> **Supplied material**

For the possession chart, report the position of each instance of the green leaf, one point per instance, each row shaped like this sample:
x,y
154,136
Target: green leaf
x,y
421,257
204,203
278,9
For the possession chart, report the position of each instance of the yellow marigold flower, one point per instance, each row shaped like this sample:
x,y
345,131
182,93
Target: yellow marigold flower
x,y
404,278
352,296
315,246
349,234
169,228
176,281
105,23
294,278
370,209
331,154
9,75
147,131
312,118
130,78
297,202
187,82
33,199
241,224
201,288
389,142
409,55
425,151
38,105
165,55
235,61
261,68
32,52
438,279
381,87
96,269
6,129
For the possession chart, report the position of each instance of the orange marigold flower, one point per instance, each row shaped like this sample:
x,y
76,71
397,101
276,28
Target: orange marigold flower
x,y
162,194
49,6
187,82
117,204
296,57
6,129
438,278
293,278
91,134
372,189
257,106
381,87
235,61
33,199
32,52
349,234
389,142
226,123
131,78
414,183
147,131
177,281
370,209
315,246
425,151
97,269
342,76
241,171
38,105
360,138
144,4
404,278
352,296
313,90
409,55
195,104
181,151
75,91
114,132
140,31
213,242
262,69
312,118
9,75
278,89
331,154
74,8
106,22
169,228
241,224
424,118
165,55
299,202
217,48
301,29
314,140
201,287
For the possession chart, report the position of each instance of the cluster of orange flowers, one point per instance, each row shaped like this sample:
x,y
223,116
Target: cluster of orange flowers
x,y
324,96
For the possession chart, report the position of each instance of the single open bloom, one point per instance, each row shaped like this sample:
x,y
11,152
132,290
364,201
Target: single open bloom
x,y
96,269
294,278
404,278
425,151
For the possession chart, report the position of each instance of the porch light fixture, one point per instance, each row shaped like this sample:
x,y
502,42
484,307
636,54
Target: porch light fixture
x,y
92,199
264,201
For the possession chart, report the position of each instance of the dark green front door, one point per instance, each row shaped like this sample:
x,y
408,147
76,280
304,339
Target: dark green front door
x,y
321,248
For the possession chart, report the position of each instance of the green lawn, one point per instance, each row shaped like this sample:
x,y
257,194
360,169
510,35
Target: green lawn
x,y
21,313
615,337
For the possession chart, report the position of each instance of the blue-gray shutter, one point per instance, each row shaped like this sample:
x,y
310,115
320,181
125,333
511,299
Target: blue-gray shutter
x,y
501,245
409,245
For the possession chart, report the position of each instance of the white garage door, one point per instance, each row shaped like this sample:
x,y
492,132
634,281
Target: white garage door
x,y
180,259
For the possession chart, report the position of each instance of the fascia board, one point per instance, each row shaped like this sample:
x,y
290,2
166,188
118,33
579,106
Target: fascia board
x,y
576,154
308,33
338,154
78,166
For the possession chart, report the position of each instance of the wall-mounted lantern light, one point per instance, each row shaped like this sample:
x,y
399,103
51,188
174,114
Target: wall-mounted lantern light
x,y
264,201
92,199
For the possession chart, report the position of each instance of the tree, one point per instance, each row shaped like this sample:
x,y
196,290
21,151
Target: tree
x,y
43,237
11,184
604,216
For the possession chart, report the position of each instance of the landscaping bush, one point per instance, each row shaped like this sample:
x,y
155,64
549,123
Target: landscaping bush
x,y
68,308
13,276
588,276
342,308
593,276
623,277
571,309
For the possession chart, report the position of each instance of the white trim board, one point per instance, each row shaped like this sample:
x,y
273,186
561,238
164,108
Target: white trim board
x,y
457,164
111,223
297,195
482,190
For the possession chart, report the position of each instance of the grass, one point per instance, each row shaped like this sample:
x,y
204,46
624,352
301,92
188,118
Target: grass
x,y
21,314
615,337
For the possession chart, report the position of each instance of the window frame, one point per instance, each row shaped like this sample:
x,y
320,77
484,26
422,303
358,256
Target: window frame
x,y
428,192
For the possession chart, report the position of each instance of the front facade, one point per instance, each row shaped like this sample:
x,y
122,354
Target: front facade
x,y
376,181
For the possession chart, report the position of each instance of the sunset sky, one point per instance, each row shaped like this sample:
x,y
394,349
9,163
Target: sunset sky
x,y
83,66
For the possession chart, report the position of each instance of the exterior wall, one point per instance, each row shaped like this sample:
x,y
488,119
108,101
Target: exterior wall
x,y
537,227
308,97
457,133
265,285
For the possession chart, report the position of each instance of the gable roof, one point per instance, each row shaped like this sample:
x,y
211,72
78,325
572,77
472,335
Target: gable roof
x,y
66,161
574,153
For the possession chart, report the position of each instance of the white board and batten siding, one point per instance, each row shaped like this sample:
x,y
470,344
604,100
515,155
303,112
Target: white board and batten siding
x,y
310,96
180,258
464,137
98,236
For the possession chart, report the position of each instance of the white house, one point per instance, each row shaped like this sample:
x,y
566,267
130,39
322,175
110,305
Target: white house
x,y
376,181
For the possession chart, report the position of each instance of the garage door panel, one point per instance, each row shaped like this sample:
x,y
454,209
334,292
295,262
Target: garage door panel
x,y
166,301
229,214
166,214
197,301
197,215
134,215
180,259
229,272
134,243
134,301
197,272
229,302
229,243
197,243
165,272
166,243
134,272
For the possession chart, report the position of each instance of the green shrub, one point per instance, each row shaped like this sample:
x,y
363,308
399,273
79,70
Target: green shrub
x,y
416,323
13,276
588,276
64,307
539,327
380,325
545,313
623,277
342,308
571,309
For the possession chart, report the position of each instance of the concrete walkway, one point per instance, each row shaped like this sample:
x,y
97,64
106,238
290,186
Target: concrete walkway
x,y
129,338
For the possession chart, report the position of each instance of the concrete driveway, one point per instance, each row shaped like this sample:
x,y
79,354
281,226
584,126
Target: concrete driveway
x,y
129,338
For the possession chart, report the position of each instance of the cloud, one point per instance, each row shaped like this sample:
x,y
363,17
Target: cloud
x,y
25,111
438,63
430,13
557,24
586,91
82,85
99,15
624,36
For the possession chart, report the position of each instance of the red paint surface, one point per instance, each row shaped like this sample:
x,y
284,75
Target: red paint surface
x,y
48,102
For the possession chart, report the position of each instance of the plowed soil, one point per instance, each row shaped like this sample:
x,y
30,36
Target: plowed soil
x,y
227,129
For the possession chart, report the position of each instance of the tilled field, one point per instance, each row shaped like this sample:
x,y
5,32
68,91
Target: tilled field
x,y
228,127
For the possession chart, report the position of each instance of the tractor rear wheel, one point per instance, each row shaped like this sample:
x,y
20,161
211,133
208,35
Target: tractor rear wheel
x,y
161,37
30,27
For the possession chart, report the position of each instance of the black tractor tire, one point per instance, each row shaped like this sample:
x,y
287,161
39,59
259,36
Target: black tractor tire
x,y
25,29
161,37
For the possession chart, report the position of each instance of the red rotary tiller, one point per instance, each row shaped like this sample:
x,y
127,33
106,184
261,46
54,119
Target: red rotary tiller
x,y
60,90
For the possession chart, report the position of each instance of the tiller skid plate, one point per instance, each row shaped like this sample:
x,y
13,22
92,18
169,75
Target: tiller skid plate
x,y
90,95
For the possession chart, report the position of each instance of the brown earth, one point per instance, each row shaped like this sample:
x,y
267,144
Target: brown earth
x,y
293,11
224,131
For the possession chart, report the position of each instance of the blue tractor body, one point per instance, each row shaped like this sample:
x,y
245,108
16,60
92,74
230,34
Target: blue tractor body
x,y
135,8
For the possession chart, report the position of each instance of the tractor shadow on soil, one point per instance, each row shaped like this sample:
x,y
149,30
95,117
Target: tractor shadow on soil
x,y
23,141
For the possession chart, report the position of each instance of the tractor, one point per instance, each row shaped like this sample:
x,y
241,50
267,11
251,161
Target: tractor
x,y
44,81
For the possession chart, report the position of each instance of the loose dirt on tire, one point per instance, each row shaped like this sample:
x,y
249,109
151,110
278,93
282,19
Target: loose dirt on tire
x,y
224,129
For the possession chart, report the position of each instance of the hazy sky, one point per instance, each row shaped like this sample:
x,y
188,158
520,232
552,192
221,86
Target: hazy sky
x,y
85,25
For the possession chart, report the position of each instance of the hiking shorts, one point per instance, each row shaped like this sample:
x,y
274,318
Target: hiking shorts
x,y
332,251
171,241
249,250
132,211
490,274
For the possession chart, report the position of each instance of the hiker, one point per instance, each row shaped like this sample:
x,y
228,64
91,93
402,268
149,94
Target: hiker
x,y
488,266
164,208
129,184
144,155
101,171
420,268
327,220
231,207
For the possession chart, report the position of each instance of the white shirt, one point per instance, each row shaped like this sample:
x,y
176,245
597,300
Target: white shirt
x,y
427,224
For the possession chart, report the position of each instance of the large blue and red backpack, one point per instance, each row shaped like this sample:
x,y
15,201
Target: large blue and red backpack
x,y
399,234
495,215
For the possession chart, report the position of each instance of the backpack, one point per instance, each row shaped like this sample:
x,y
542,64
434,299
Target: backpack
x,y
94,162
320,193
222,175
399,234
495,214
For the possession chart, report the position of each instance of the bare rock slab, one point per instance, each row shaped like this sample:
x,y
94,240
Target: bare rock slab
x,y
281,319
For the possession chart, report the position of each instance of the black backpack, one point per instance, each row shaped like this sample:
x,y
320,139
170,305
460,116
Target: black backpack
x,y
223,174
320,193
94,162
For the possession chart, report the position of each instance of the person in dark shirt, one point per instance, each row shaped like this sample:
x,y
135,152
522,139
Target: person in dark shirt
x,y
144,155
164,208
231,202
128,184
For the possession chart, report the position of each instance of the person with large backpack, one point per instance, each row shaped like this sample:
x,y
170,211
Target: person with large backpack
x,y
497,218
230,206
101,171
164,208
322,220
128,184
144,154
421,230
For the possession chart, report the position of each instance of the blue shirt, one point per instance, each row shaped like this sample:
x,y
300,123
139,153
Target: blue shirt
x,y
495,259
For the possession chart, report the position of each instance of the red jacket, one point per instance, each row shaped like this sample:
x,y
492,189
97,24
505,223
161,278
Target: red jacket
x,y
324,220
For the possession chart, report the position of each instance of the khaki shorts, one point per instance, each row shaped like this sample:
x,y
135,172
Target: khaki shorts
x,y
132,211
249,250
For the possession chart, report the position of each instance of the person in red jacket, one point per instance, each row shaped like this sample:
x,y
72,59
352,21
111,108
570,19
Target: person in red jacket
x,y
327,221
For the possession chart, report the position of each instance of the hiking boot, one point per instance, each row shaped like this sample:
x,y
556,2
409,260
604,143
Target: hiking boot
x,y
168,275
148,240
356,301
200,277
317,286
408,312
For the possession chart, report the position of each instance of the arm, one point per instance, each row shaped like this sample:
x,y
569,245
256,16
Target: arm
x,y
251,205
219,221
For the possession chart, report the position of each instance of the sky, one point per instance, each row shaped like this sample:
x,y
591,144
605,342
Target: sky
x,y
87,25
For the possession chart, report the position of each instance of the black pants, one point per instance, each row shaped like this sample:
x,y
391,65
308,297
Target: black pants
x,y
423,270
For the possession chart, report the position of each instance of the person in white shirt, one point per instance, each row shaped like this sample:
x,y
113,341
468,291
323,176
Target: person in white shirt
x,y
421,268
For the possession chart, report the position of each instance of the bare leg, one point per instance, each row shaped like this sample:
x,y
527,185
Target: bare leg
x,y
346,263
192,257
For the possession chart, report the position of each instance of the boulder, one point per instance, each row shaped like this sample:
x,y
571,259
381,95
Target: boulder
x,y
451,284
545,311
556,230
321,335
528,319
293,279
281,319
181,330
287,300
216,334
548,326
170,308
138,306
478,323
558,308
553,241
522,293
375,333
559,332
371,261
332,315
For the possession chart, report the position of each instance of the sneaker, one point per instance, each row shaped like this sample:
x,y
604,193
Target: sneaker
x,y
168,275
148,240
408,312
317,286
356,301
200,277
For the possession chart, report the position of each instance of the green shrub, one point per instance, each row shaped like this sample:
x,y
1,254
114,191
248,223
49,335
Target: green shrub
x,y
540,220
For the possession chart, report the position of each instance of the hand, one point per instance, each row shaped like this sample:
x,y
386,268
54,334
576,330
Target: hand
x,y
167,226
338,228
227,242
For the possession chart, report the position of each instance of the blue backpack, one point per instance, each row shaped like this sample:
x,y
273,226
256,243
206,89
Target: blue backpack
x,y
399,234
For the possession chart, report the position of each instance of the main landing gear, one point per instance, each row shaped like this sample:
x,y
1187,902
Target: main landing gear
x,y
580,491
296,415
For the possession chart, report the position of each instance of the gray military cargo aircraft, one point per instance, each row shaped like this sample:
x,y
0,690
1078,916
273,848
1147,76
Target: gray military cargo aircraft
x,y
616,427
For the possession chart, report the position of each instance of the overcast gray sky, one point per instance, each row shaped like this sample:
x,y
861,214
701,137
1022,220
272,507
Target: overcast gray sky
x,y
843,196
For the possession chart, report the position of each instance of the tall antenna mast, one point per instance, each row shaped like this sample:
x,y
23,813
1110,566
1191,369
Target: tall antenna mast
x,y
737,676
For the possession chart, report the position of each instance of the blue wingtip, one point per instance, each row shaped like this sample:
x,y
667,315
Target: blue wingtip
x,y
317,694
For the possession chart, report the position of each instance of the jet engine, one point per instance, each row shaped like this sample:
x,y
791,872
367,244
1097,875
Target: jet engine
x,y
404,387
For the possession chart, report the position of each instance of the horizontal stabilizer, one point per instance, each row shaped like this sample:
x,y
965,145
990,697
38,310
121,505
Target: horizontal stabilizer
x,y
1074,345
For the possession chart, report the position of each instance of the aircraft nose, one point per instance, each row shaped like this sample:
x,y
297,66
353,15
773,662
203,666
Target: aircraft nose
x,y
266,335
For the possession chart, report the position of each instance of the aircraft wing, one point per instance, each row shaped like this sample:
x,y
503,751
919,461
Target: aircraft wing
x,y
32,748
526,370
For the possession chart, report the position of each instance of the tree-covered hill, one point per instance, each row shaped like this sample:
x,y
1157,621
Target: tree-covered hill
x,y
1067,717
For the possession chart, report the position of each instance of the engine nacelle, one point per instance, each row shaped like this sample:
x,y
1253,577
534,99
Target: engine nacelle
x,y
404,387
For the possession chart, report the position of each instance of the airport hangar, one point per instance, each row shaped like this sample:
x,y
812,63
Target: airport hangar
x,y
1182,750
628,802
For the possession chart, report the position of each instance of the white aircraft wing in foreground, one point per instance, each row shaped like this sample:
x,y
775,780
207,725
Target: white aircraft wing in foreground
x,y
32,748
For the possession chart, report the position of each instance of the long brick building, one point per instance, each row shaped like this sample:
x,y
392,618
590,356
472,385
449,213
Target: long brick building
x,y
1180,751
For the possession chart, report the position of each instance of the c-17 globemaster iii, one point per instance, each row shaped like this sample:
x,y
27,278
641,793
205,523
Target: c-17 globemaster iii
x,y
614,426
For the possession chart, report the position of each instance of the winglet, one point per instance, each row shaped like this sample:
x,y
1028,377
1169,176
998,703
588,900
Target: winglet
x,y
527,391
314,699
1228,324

> **The exercise**
Reproduce the lines of the entries above exactly, but only from the line containing "aircraft wing, one" through the final line.

> **Answer to the task**
For the possession chart, report the position of each instance of the aircraft wing, one point per instance, each row shaped like this sample:
x,y
503,751
919,461
Target: aircraft wing
x,y
32,748
526,370
For the possession chart, report the position of each instance of the tree-covered hill, one point per instance, each row shaped like this sample:
x,y
1157,621
Target: tree-covered hill
x,y
1067,717
For the possession chart, report the position of each instance of the engine nacelle, one point per instance, each row shaped like this sample:
x,y
1253,577
534,99
Target: engine nacelle
x,y
404,387
For the possession chart, report the position of each instance of the airport hangar, one point per instance, each row shaped like this sample:
x,y
812,63
Target: airport hangar
x,y
1182,750
628,802
For the possession chart, report the position of each instance of the white aircraft wing in foreground, one point per instance, each row shaped like this sample:
x,y
775,780
207,725
Target: white aircraft wing in foreground
x,y
32,748
For the possession chart, report the position of each instance of the long brick building, one point per instance, each row shaped like this sample:
x,y
392,618
590,356
472,385
449,213
Target: long brick building
x,y
1180,751
For the possession chart, report the position of each instance of the c-17 globemaster iii, one point per instance, each row shaped like this sample:
x,y
27,278
641,793
205,523
Target: c-17 globemaster iii
x,y
614,426
For the possession chart, report the position of each instance of the winglet, one point per instance, each row shaped like this sample:
x,y
1028,377
1169,176
998,703
588,900
Target: winglet
x,y
527,391
314,699
1228,324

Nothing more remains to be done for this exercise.